• [Aim of the task]
Work through the data and report how many lines include the string "mirror", giving the number alone.

• [Material provided]
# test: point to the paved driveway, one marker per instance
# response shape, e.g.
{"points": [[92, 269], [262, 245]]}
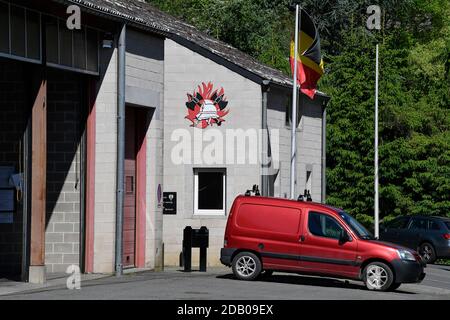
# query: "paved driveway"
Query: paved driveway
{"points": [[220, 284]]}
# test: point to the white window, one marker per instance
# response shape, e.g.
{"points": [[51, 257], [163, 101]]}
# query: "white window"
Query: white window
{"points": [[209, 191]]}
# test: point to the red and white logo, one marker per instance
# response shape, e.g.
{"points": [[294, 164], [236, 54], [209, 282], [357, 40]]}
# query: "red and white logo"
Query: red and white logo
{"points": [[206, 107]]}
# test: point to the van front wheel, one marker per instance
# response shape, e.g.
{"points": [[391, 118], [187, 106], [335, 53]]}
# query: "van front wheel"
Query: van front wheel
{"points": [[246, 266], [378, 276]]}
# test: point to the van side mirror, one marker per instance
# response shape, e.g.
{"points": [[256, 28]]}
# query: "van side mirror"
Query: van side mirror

--

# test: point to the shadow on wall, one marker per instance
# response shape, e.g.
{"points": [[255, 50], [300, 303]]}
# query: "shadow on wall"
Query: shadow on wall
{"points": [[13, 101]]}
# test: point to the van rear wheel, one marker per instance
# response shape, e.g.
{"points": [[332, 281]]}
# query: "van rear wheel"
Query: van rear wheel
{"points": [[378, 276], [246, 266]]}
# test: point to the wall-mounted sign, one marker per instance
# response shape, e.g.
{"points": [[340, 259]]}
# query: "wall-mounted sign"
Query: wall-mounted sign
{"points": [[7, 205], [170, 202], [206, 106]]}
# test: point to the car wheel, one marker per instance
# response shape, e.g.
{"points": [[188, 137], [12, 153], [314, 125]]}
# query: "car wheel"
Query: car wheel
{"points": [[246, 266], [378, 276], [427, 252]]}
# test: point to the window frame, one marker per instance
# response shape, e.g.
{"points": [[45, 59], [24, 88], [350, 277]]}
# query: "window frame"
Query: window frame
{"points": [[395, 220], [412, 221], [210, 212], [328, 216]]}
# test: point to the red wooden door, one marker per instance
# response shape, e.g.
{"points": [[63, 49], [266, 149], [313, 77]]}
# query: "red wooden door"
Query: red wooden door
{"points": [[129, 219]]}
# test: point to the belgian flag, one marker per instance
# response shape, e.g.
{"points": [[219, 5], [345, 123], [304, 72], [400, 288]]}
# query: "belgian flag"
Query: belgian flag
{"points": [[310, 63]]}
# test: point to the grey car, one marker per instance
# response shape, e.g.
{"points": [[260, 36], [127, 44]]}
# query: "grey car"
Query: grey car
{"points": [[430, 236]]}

...

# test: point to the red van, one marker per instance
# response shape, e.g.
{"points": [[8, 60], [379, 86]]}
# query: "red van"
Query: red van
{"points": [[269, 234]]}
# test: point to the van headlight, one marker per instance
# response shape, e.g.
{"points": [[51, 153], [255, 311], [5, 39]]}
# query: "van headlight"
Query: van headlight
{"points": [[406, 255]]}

• [Exercise answer]
3